[Исходный текст]
# # # # #
Обычно наши старики и старухи спрашивают: к чему эти балы детям? Невежи! Разве просвещенные люди вырастают сразу, за одну ночь, как грибы после дождя? Утенок учится плавать, пока еще не вырос; котенок, который не ловил мышей, пока был маленьким, так и не научится их ловить до самой смерти. Точно так же и ребенок, коль в нежном возрасте не привыкнет блистать, трудно ему будет потом добиться успеха. Каждая мать знает, как ей, шестнадцатилетней, впервые пришедшей на бал, трудно было подражать другим, лучше воспитанным, то есть умевшим без умолку болтать, свободно глядеть в глаза любому и всегда добиваться превосходства. То, чего ее родители по простоте душевной упустили дать ей, она стремится дать своим детям; вот вам и разумная основа для детских балов.
Ах, давайте посмотрим вон на этих маленьких, нежных, невинных деток. Сама безмятежность цветет на их щечках; природа не могла их лучше украсить. Однако матери их полагают, что этого недостаточно, они наряжают их в шикарные платья и панталончики, и нежная девочка, разряженная как обезьянка, приходит на бал. Еще дома старшая сестра учила ее, как смотреть, как стоять, как складывать губки; но на балу и другие считают себя обязанными что-то присоветовать или поправить. Теперь каждая начнет выделывать реверансы, демонстрируя, как хороши у нее панталончики; а стоящие вокруг взрослые не могут наглядеться на них и беспрестанно восклицают: «Либе фрац!»[1] А почему фрац? Почему, если скажешь: «безобразница», могут и обидеться, а если говоришь, как принято, то дамы умиляются и готовы тебя расцеловать.
# # # # #
[Краткое задание]
Воспроизведите фрагмент текста о детских балах, начиная со слов «Обычно наши старики» и заканчивая словами «для детских балов.», заменив в нем «шестнадцатилетней» на «пятнадцатилетней».
# # # # #
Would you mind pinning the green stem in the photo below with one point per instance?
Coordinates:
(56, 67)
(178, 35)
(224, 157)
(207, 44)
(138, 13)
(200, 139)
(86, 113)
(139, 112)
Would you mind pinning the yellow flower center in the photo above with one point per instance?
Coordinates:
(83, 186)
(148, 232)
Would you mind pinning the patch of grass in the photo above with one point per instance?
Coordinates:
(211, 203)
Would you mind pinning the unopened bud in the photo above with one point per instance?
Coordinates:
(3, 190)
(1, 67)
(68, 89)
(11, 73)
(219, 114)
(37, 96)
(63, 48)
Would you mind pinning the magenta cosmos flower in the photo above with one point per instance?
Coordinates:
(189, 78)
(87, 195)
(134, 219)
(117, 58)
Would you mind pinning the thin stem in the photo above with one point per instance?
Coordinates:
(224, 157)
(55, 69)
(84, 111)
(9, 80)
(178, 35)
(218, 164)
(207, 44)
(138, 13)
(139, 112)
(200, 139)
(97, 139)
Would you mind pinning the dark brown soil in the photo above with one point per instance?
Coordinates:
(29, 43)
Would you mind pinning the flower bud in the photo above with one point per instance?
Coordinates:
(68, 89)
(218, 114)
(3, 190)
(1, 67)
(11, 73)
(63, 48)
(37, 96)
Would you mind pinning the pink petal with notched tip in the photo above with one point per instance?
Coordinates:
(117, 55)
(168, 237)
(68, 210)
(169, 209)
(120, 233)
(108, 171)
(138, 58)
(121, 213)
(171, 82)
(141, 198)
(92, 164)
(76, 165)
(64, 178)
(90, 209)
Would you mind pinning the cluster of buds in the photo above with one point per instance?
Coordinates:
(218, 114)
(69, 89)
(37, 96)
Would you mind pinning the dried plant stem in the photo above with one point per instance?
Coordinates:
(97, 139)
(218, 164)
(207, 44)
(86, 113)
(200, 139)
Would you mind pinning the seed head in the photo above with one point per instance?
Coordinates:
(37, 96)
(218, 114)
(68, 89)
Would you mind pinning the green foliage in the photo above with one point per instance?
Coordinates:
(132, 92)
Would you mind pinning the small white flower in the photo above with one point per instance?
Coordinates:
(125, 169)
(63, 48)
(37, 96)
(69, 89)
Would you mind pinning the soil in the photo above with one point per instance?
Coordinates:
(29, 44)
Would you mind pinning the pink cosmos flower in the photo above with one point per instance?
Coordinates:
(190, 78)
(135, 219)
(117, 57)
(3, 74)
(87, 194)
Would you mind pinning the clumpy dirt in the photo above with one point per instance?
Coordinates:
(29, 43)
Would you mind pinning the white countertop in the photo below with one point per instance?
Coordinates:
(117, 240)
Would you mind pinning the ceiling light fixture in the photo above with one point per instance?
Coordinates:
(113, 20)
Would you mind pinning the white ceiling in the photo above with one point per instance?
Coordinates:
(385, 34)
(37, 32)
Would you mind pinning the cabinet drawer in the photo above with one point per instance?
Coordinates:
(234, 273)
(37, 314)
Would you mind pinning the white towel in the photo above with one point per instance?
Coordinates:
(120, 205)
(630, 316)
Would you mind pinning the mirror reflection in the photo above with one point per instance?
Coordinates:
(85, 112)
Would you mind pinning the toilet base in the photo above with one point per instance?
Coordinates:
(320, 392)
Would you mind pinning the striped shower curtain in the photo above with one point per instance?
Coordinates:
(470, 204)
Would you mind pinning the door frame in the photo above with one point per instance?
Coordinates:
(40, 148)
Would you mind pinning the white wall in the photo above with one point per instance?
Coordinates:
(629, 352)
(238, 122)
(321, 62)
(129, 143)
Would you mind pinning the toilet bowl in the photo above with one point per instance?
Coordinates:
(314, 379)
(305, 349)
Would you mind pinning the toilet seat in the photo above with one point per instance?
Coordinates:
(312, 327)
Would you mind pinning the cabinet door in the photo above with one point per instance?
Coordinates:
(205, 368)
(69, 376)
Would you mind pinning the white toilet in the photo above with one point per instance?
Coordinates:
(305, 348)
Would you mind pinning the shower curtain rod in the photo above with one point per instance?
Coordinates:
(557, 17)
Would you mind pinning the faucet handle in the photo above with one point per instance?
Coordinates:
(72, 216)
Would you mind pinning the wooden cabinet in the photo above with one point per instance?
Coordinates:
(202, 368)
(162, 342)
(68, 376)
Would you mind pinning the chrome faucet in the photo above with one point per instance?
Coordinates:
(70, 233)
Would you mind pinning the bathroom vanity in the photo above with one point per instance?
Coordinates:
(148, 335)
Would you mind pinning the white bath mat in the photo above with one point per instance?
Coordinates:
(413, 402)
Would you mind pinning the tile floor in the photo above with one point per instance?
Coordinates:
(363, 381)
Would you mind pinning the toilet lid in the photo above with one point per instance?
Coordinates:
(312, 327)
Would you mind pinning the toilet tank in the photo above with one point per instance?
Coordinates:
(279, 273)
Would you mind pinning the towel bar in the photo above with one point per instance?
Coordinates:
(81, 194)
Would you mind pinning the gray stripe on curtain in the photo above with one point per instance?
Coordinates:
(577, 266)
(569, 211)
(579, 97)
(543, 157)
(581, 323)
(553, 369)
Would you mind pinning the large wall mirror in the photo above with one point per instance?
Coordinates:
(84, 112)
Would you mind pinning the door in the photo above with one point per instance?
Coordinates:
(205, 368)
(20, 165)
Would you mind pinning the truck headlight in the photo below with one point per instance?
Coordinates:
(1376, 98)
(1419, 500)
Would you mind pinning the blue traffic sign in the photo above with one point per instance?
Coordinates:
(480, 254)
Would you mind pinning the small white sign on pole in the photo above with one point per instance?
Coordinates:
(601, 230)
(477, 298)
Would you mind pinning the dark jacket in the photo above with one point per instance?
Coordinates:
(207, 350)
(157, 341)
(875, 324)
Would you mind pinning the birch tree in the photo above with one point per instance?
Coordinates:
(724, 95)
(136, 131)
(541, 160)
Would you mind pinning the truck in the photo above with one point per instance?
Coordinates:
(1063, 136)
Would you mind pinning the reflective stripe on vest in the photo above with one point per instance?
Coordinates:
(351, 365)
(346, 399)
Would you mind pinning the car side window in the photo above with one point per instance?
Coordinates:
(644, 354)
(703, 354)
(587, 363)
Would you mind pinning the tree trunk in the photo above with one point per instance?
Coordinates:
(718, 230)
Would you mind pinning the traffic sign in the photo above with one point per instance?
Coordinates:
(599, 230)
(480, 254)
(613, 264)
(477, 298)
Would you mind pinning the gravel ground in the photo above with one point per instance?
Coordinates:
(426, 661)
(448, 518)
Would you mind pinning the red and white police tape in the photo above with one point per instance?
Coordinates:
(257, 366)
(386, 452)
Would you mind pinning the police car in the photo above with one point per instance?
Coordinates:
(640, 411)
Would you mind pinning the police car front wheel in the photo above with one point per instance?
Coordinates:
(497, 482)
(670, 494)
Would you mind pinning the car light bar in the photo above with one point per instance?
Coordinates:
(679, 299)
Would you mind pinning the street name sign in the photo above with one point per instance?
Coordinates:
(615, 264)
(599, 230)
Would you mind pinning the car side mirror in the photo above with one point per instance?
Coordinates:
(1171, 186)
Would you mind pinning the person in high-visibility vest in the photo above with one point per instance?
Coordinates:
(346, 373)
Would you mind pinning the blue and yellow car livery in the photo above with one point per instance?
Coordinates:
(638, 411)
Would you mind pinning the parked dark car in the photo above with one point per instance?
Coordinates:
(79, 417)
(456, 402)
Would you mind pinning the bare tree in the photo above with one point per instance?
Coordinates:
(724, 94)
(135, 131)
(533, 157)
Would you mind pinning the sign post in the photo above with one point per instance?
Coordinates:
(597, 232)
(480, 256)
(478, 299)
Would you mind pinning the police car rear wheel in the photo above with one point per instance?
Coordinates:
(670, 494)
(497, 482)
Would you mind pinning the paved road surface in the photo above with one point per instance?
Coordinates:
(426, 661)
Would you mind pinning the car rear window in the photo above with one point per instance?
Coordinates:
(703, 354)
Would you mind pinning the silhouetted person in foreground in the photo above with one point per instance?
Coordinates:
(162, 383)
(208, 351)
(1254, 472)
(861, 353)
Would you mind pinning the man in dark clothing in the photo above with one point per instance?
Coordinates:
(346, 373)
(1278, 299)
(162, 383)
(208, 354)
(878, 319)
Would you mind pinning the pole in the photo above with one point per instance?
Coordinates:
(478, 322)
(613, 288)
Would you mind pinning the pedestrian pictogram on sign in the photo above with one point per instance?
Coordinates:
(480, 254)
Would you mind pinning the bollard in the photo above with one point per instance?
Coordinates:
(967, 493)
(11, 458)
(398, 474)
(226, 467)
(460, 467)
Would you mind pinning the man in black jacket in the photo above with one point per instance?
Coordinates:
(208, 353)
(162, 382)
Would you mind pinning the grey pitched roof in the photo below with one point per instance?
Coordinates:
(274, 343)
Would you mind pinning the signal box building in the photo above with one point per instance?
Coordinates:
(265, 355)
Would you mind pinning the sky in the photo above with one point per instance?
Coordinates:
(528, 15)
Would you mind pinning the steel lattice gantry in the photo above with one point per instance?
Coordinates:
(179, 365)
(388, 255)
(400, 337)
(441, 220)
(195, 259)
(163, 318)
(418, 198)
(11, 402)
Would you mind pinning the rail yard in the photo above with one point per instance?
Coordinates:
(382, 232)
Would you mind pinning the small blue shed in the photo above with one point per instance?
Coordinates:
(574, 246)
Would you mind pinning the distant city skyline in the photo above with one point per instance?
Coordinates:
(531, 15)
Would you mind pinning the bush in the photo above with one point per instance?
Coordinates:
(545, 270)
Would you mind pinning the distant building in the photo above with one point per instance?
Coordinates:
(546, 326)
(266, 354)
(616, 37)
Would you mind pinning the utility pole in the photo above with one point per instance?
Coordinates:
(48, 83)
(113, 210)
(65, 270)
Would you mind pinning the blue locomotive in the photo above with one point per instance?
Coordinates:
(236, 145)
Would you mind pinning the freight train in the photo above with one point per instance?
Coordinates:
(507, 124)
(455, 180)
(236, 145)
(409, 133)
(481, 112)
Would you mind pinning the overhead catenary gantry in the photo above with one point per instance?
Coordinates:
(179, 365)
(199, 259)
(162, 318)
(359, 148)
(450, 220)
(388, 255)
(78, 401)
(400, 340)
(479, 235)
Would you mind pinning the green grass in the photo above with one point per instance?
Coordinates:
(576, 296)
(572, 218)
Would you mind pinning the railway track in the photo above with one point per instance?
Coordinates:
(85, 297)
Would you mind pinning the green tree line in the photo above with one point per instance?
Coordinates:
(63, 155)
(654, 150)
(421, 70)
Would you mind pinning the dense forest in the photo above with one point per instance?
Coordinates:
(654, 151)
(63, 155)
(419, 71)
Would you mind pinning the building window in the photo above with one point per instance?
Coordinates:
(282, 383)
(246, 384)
# # # # #
[Ответ к заданию]
Обычно наши старики и старухи спрашивают: к чему эти балы детям? Невежи! Разве просвещенные люди вырастают сразу, за одну ночь, как грибы после дождя? Утенок учится плавать, пока еще не вырос; котенок, который не ловил мышей, пока был маленьким, так и не научится их ловить до самой смерти. Точно так же и ребенок, коль в нежном возрасте не привыкнет блистать, трудно ему будет потом добиться успеха. Каждая мать знает, как ей, пятнадцатилетней, впервые пришедшей на бал, трудно было подражать другим, лучше воспитанным, то есть умевшим без умолку болтать, свободно глядеть в глаза любому и всегда добиваться превосходства. То, чего ее родители по простоте душевной упустили дать ей, она стремится дать своим детям; вот вам и разумная основа для детских балов.